(Referring expression pointing data)
------

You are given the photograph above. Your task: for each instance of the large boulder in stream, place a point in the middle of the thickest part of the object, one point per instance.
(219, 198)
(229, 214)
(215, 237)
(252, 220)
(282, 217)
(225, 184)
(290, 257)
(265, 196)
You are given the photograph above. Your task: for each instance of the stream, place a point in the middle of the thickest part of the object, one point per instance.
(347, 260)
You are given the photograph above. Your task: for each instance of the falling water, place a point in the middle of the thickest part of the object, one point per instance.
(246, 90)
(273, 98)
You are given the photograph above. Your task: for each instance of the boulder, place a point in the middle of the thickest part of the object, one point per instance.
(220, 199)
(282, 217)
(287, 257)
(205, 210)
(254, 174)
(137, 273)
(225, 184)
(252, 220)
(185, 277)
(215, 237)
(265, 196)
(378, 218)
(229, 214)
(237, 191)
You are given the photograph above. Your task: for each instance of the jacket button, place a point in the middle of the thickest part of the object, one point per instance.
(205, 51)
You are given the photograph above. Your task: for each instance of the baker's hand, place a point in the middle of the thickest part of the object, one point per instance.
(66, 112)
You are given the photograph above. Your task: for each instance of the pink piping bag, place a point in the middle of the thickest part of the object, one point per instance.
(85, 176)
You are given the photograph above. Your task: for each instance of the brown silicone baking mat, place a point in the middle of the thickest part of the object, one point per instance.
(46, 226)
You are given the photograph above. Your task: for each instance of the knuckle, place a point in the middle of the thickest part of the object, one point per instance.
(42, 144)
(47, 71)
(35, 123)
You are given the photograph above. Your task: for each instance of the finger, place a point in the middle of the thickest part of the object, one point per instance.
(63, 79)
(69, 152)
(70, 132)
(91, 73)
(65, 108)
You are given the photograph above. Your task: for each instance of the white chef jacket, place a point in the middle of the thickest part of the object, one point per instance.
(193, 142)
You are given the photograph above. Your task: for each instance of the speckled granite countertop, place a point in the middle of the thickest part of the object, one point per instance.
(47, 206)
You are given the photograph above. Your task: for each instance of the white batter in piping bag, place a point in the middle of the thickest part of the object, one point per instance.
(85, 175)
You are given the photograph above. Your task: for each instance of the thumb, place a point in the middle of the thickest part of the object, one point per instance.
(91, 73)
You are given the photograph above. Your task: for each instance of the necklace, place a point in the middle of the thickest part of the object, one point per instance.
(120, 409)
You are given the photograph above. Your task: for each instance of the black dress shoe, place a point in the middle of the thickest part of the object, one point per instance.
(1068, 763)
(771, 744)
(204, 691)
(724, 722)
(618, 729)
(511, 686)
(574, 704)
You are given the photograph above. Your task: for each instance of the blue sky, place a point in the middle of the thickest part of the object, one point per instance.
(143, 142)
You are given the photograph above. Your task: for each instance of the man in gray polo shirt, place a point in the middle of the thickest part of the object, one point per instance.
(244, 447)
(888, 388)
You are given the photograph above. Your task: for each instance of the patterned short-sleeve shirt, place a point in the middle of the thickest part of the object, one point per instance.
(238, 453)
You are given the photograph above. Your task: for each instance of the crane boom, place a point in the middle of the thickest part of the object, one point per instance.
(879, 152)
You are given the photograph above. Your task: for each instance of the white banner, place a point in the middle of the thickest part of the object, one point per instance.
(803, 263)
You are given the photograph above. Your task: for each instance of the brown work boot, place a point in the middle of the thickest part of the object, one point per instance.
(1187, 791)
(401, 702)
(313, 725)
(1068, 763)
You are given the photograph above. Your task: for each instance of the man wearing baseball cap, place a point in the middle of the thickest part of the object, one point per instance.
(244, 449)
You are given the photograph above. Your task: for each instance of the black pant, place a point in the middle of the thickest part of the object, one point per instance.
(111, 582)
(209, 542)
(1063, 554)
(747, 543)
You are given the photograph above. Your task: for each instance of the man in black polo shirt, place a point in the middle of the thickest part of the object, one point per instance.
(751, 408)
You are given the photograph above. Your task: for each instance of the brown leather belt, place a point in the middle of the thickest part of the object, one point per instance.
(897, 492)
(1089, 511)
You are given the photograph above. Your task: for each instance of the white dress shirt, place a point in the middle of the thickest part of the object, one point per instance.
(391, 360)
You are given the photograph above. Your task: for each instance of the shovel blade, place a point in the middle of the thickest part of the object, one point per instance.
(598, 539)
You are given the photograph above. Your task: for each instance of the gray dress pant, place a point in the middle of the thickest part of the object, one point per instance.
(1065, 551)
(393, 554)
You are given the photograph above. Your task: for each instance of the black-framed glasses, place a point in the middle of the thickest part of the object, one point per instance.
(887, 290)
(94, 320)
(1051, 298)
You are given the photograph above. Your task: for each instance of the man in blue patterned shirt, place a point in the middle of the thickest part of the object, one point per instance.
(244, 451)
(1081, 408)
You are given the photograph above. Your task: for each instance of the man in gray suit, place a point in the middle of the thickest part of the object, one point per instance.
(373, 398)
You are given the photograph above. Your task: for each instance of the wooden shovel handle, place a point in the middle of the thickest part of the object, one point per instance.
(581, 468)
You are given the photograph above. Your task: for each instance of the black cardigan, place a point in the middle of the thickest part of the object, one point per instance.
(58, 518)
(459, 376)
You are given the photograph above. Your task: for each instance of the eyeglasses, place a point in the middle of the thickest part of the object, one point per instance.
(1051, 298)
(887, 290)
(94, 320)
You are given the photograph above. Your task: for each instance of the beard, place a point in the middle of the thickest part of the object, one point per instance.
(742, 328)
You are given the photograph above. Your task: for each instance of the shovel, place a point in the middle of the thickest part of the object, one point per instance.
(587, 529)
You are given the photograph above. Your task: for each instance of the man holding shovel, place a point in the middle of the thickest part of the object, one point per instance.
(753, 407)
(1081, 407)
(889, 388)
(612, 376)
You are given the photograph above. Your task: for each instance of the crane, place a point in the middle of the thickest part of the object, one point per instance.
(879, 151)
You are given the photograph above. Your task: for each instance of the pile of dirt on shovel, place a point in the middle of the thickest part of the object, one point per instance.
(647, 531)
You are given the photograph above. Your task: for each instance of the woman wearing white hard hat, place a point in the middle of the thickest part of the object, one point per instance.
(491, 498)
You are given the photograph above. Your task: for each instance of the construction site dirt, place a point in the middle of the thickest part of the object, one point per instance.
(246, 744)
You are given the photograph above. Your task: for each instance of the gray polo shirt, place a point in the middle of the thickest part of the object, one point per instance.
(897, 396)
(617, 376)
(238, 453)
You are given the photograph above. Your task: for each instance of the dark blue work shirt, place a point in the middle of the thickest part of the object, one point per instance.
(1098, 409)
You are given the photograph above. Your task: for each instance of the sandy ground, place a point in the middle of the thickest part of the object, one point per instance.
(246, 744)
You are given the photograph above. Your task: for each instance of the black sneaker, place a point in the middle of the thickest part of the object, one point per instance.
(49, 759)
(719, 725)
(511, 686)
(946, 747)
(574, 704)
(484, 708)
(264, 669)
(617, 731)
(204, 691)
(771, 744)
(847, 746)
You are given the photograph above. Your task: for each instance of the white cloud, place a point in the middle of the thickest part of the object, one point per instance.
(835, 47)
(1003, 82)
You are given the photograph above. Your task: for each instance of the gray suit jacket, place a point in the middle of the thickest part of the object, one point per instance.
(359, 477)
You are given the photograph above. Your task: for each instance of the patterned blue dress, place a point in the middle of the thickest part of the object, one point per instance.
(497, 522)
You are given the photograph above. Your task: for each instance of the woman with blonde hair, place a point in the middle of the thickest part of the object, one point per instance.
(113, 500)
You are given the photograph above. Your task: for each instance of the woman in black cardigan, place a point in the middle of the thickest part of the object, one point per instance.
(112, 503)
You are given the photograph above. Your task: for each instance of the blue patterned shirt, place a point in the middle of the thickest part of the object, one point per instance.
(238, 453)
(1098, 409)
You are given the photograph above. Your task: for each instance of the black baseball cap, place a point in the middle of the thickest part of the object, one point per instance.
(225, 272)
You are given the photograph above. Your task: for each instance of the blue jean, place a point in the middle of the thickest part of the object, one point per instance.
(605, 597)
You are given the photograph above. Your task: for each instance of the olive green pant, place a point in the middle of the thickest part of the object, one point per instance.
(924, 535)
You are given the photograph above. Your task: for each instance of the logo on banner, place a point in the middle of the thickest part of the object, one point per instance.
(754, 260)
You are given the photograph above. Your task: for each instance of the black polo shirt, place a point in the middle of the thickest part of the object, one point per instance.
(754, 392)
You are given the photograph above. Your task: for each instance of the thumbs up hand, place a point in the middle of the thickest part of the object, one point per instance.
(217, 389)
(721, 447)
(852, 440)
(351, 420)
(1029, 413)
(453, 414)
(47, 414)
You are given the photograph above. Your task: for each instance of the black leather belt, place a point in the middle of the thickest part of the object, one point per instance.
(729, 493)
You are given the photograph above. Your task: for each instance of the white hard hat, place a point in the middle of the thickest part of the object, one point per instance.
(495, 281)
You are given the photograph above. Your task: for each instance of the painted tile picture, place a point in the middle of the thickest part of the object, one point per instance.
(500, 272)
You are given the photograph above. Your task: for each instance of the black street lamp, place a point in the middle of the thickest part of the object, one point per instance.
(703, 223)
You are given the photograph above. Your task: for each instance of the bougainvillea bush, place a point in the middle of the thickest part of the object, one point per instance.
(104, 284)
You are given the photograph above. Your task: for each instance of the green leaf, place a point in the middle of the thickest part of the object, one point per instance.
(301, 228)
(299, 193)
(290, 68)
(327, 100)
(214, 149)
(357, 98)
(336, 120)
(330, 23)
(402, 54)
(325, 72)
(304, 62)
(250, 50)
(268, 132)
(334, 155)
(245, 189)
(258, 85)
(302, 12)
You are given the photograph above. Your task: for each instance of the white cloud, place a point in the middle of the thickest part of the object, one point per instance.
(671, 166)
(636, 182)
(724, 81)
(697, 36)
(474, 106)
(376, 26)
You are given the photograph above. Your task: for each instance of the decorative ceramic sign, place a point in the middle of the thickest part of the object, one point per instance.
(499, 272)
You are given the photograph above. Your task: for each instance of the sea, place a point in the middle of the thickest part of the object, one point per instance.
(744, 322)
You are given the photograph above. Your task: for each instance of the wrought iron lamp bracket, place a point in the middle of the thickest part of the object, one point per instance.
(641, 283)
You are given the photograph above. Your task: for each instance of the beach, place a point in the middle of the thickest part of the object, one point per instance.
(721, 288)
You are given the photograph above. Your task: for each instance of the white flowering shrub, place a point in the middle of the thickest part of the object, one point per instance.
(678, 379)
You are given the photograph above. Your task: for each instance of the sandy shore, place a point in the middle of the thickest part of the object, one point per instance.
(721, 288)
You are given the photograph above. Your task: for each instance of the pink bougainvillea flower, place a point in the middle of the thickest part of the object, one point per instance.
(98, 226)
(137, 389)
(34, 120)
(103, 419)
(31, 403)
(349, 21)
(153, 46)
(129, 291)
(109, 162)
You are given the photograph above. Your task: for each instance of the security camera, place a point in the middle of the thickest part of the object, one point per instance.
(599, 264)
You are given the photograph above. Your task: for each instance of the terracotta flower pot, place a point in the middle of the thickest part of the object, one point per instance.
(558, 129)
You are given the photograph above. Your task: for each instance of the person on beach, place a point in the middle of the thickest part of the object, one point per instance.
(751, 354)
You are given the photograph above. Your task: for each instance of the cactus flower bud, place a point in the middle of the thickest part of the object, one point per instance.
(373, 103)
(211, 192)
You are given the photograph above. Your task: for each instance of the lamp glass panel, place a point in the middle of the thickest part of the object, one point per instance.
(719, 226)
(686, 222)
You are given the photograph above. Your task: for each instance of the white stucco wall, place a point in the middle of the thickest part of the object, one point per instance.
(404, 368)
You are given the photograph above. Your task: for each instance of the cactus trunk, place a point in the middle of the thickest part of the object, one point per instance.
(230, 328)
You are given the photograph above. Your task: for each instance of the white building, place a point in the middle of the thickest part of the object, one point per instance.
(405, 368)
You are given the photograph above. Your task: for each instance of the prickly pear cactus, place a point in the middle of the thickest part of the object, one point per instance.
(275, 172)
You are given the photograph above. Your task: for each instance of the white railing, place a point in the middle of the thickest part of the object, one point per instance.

------

■ Task ■
Take the line that contains "cactus trunk, place" and every line after it to the end of the entries above, and reproduce them exactly.

■ Exercise output ■
You are given the photograph above. Your task: for each instance of the cactus trunk, place a point in the middle of the thickest part of the object, one point per instance.
(230, 328)
You are given the photograph above. Your task: for each instance of the white building, place a point in the middle of the thickest part of the object, one point per instance.
(405, 368)
You are given the photograph above. Your task: for each instance of the prickly pear cactus, place a point in the middle of the thickest part of the object, one point per instance.
(275, 172)
You are given the photograph above. Your task: for each instance of the white railing, place a point in the middle of the thickest part of the object, one point per instance.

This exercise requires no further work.